**Try it**. An exact copy of every entry is needed, with the images left out.

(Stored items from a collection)
Content starts
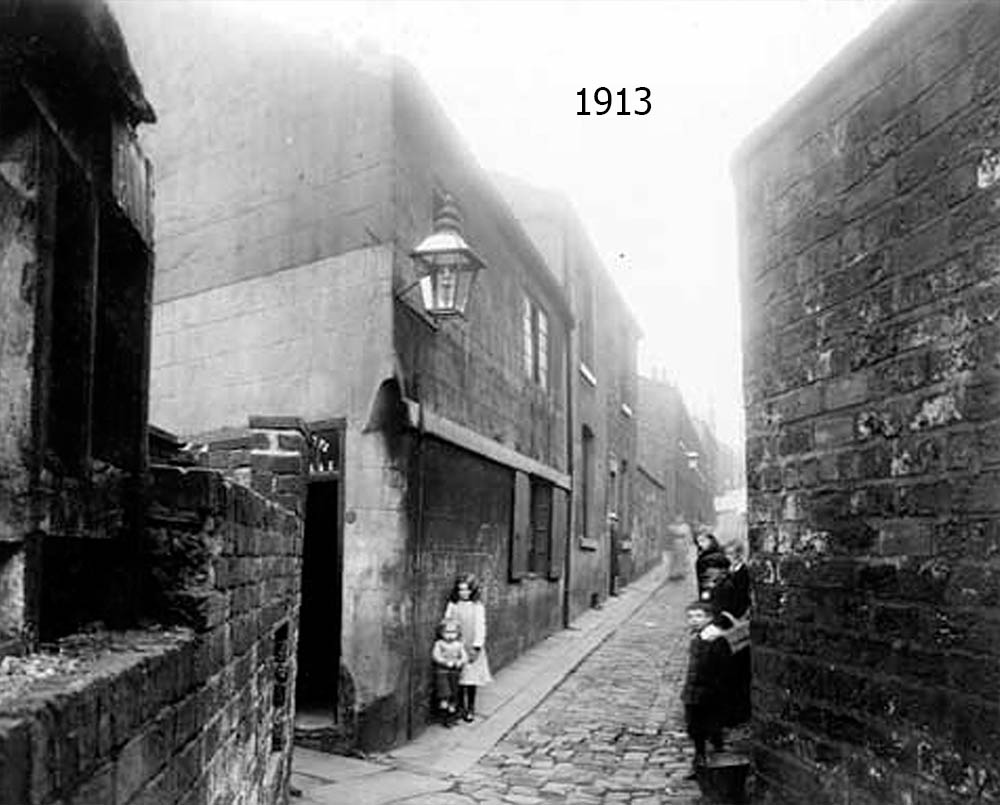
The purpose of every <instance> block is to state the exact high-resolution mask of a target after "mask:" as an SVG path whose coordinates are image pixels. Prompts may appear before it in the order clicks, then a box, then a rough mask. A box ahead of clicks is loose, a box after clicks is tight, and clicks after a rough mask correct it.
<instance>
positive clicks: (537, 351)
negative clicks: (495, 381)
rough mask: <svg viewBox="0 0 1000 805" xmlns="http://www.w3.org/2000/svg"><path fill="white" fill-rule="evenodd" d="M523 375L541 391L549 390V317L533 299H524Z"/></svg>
mask: <svg viewBox="0 0 1000 805" xmlns="http://www.w3.org/2000/svg"><path fill="white" fill-rule="evenodd" d="M522 322H523V327H522V329H523V335H524V337H523V342H524V373H525V375H527V377H528V378H529V379H530V380H531V381H532V382H534V383H537V384H538V385H539V386H541V387H542V388H543V389H545V390H548V388H549V317H548V314H547V313H546V312H545V311H544V310H543V309H542V307H541V306H540V305H539V304H538V303H537V302H535V301H534V300H533V299H530V298H528V297H527V296H526V297H525V298H524V315H523V319H522Z"/></svg>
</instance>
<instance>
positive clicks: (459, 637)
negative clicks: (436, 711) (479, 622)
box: [431, 618, 469, 727]
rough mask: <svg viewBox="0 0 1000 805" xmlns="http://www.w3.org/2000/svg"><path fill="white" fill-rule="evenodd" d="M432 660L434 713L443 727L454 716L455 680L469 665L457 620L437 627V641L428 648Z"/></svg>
mask: <svg viewBox="0 0 1000 805" xmlns="http://www.w3.org/2000/svg"><path fill="white" fill-rule="evenodd" d="M431 657H432V659H433V660H434V694H435V696H436V697H437V700H438V710H439V711H440V713H441V718H442V720H443V721H444V724H445V726H446V727H450V726H451V724H452V722H453V721H454V720H455V718H457V716H458V705H457V702H458V678H459V675H460V674H461V673H462V668H463V667H464V666H465V665H466V664H467V663H468V662H469V655H468V654H467V653H466V651H465V646H464V645H463V644H462V627H461V626H459V624H458V621H455V620H450V619H447V618H446V619H445V620H443V621H441V623H439V624H438V639H437V640H435V641H434V646H433V648H432V649H431Z"/></svg>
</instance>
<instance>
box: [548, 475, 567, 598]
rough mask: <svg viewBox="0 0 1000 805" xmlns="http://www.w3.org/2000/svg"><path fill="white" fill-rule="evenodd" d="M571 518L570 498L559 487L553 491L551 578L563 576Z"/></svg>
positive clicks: (550, 560)
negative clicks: (568, 529)
mask: <svg viewBox="0 0 1000 805" xmlns="http://www.w3.org/2000/svg"><path fill="white" fill-rule="evenodd" d="M568 518H569V496H568V495H567V494H566V490H564V489H559V488H558V487H556V488H554V489H553V490H552V530H551V531H550V532H549V539H550V540H551V542H550V543H549V578H550V579H558V578H560V577H561V576H562V572H563V564H564V563H565V561H566V539H567V537H568V529H567V520H568Z"/></svg>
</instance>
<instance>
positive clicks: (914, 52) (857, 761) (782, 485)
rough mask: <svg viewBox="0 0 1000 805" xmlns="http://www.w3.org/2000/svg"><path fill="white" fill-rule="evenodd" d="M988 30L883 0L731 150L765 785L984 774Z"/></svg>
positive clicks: (996, 795)
mask: <svg viewBox="0 0 1000 805" xmlns="http://www.w3.org/2000/svg"><path fill="white" fill-rule="evenodd" d="M998 33H1000V6H997V5H996V4H993V3H986V2H977V3H947V4H904V5H903V6H902V7H901V8H899V9H895V10H893V11H892V12H890V13H889V14H888V15H887V16H886V17H885V18H884V19H883V20H882V21H881V22H880V23H879V24H877V25H876V26H875V28H873V29H872V30H871V31H869V32H868V33H867V34H866V35H865V37H864V38H863V39H862V40H861V41H860V42H858V43H856V44H854V45H853V46H852V47H851V48H850V49H849V50H848V51H847V52H846V53H845V54H843V55H842V56H841V57H840V58H839V59H838V60H837V61H835V62H834V63H833V64H832V65H831V66H830V67H828V68H827V69H826V70H825V71H824V73H822V74H821V75H820V76H819V77H818V78H817V79H816V81H815V82H814V83H813V85H811V86H810V87H808V88H807V89H806V90H805V91H804V92H803V93H802V94H801V95H800V96H798V97H797V98H796V99H795V100H793V101H792V102H791V103H790V105H789V106H788V107H787V108H786V109H785V110H783V111H782V112H780V113H779V114H778V116H777V117H776V119H775V120H773V121H771V123H769V124H768V125H767V126H766V127H765V128H764V130H762V131H761V132H759V133H758V134H757V135H756V136H755V137H754V138H753V139H752V140H751V141H750V142H749V143H748V144H747V145H746V146H745V147H744V149H743V150H742V152H741V154H740V155H739V157H738V158H737V161H736V165H735V174H736V180H737V186H738V192H739V197H740V219H741V238H742V243H741V247H742V271H741V273H742V277H741V279H742V287H743V309H744V319H745V321H744V333H745V348H746V357H745V389H746V399H747V420H748V442H747V471H748V480H749V487H750V491H749V517H750V529H749V534H750V542H751V551H752V567H753V575H754V595H755V615H754V624H753V641H754V708H755V740H756V748H755V762H756V764H757V770H758V773H759V775H760V777H761V778H762V780H763V782H764V783H766V784H767V785H768V788H769V791H770V794H769V795H770V796H771V797H772V798H773V799H774V800H776V801H777V800H783V801H789V802H805V801H810V802H815V803H833V802H837V803H840V802H844V801H846V800H847V799H849V800H850V802H852V803H923V802H927V803H930V802H933V803H959V802H962V803H967V802H972V801H995V799H996V798H998V797H1000V772H998V769H1000V754H998V746H1000V705H998V703H997V697H996V692H997V685H998V678H997V668H998V667H1000V642H998V639H997V636H998V635H1000V619H998V617H997V609H996V606H997V603H998V601H1000V599H998V597H997V589H998V588H997V583H996V582H997V579H998V578H1000V566H997V558H996V557H997V548H998V545H1000V542H998V532H997V528H996V524H997V514H998V513H1000V483H998V479H1000V470H998V464H997V461H998V459H1000V452H998V450H997V448H996V445H997V433H998V432H1000V391H998V390H1000V373H998V368H1000V363H998V347H1000V332H998V328H997V325H996V311H997V307H998V299H1000V230H998V229H997V224H998V223H1000V217H998V213H997V210H998V209H1000V185H998V184H995V181H996V178H997V171H996V157H995V154H996V153H997V150H996V149H997V148H998V146H1000V129H998V127H997V120H998V119H1000V46H998V45H997V42H998V39H997V34H998Z"/></svg>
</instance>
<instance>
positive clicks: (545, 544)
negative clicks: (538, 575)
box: [528, 480, 552, 573]
mask: <svg viewBox="0 0 1000 805" xmlns="http://www.w3.org/2000/svg"><path fill="white" fill-rule="evenodd" d="M551 538H552V484H550V483H547V482H545V481H540V480H533V481H532V482H531V543H530V545H529V546H528V571H529V572H531V573H547V572H548V569H549V542H550V540H551Z"/></svg>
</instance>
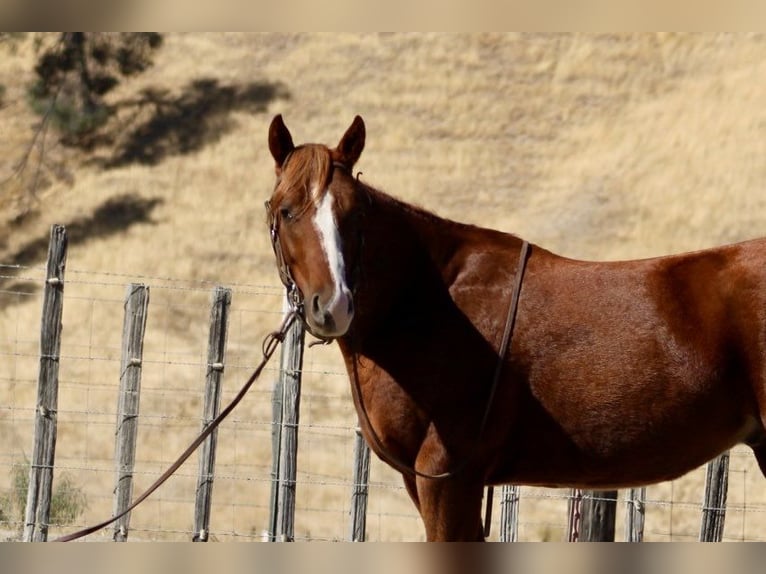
Content ends
**Answer to this task**.
The purpose of every <instance> block is to state the exact high-resolution mask of a target after "mask:" as an SVG path whose coordinates are image pixels. Prompts may appear before it in the order clicks, then a box, then a rough mask. A box ahead of clicks is loose, a box after clicks is tight, and clicks after a rough mask correct it.
<instance>
positive clicks: (537, 351)
negative clicks: (495, 381)
rough mask: <svg viewBox="0 0 1000 805" xmlns="http://www.w3.org/2000/svg"><path fill="white" fill-rule="evenodd" d="M523 375L541 391L549 390V317L533 299H524Z"/></svg>
mask: <svg viewBox="0 0 1000 805" xmlns="http://www.w3.org/2000/svg"><path fill="white" fill-rule="evenodd" d="M522 322H523V327H522V329H523V335H524V337H523V342H524V373H525V375H527V377H528V378H529V379H530V380H531V381H532V382H534V383H537V384H538V385H539V386H541V387H542V388H543V389H545V390H548V388H549V317H548V314H547V313H546V312H545V311H544V310H543V309H542V307H541V306H540V305H539V304H538V303H537V302H535V301H534V300H533V299H530V298H528V297H527V296H526V297H525V298H524V315H523V319H522Z"/></svg>
</instance>
<instance>
positive clicks: (459, 637)
negative clicks: (436, 711) (479, 622)
box: [431, 618, 469, 727]
rough mask: <svg viewBox="0 0 1000 805" xmlns="http://www.w3.org/2000/svg"><path fill="white" fill-rule="evenodd" d="M432 660L434 713L443 727L454 716L455 680L469 665L457 620L437 627V641L428 648Z"/></svg>
mask: <svg viewBox="0 0 1000 805" xmlns="http://www.w3.org/2000/svg"><path fill="white" fill-rule="evenodd" d="M431 657H432V659H433V660H434V694H435V696H436V697H437V700H438V710H439V711H440V713H441V718H442V720H443V721H444V724H445V726H446V727H450V726H451V724H452V722H453V721H454V720H455V718H457V716H458V705H457V702H458V678H459V675H460V674H461V673H462V668H463V667H464V666H465V665H466V664H467V663H468V662H469V655H468V654H467V653H466V651H465V646H464V645H463V644H462V627H461V626H459V624H458V621H455V620H450V619H447V618H446V619H445V620H443V621H441V623H439V624H438V639H437V640H435V641H434V646H433V648H432V649H431Z"/></svg>
</instance>
<instance>
box: [548, 475, 567, 598]
rough mask: <svg viewBox="0 0 1000 805" xmlns="http://www.w3.org/2000/svg"><path fill="white" fill-rule="evenodd" d="M571 518L570 498L559 487L553 491L551 578L563 576Z"/></svg>
positive clicks: (550, 560)
negative clicks: (568, 529)
mask: <svg viewBox="0 0 1000 805" xmlns="http://www.w3.org/2000/svg"><path fill="white" fill-rule="evenodd" d="M568 518H569V496H568V495H567V494H566V490H564V489H559V488H558V487H556V488H554V489H553V490H552V530H551V531H550V532H549V539H550V540H551V542H550V543H549V578H550V579H558V578H560V577H561V576H562V572H563V564H564V563H565V561H566V539H567V537H568V529H567V520H568Z"/></svg>
</instance>
<instance>
positive clicks: (914, 52) (857, 761) (782, 485)
rough mask: <svg viewBox="0 0 1000 805" xmlns="http://www.w3.org/2000/svg"><path fill="white" fill-rule="evenodd" d="M988 30L883 0L731 150L765 785L984 774Z"/></svg>
positive clicks: (996, 795)
mask: <svg viewBox="0 0 1000 805" xmlns="http://www.w3.org/2000/svg"><path fill="white" fill-rule="evenodd" d="M998 33H1000V6H997V5H996V4H993V3H986V2H977V3H947V4H904V5H903V6H902V7H901V8H899V9H895V10H893V11H892V12H890V13H889V14H888V15H887V16H886V17H885V18H884V19H883V20H882V21H881V22H880V23H879V24H877V25H876V26H875V28H873V29H872V30H871V31H869V32H868V33H867V34H866V35H865V37H864V38H863V39H862V40H861V41H860V42H858V43H856V44H854V45H853V46H852V47H851V48H850V49H849V50H848V51H847V52H846V53H845V54H843V55H842V56H841V57H840V58H839V59H838V60H837V61H835V62H834V63H833V64H832V65H831V66H830V67H828V68H827V69H826V70H825V71H824V73H822V74H821V75H820V76H819V77H818V78H817V79H816V81H815V82H814V83H813V85H811V86H810V87H808V88H807V89H806V90H805V91H804V92H803V93H802V94H801V95H800V96H798V97H797V98H796V99H795V100H793V101H792V102H791V103H790V105H789V106H788V107H787V108H786V109H785V110H783V111H782V112H780V113H779V114H778V116H777V117H776V119H775V120H773V121H771V123H769V124H768V125H767V126H766V127H765V128H764V130H762V131H761V132H759V133H758V134H757V135H756V136H755V137H754V138H753V139H752V140H751V141H750V142H749V143H748V144H747V145H746V146H745V147H744V149H743V150H742V152H741V154H740V155H739V157H738V158H737V161H736V165H735V174H736V180H737V186H738V192H739V197H740V219H741V238H742V243H741V247H742V271H741V273H742V277H741V279H742V287H743V309H744V319H745V321H744V333H745V348H746V357H745V389H746V399H747V420H748V442H747V471H748V480H749V487H750V491H749V517H750V529H749V534H750V542H751V551H752V567H753V575H754V595H755V615H754V624H753V641H754V708H755V740H756V748H755V762H756V764H757V770H758V773H759V775H760V777H761V778H762V780H763V782H764V783H766V784H767V785H768V788H769V791H770V794H769V795H770V796H771V797H772V798H773V799H774V800H776V801H777V800H783V801H789V802H805V801H810V802H815V803H833V802H837V803H840V802H844V801H846V800H847V799H849V800H850V802H852V803H923V802H927V803H930V802H933V803H959V802H962V803H967V802H972V801H995V799H996V798H998V797H1000V772H998V769H1000V754H998V746H1000V705H998V703H997V697H996V692H997V685H998V678H997V668H998V667H1000V642H998V639H997V636H998V635H1000V619H998V617H997V609H996V606H997V603H998V601H1000V599H998V597H997V589H998V588H997V583H996V582H997V579H998V578H1000V566H997V558H996V557H997V548H998V545H1000V542H998V532H997V528H996V524H997V514H998V513H1000V483H998V479H1000V470H998V464H997V461H998V459H1000V452H998V450H997V448H996V445H997V433H998V432H1000V391H998V390H1000V373H998V368H1000V363H998V347H1000V332H998V328H997V325H996V311H997V307H998V299H1000V230H998V229H997V224H998V223H1000V217H998V213H997V210H998V209H1000V185H998V184H995V181H996V178H997V171H996V157H995V154H996V153H997V150H996V149H997V148H998V146H1000V129H998V127H997V120H998V119H1000V46H998V45H997V42H998V39H997V34H998Z"/></svg>
</instance>
<instance>
positive clicks: (545, 544)
negative clicks: (538, 575)
box: [528, 480, 552, 573]
mask: <svg viewBox="0 0 1000 805" xmlns="http://www.w3.org/2000/svg"><path fill="white" fill-rule="evenodd" d="M551 538H552V484H550V483H547V482H545V481H540V480H533V481H532V482H531V543H530V545H529V546H528V571H529V572H531V573H547V572H548V569H549V542H550V540H551Z"/></svg>
</instance>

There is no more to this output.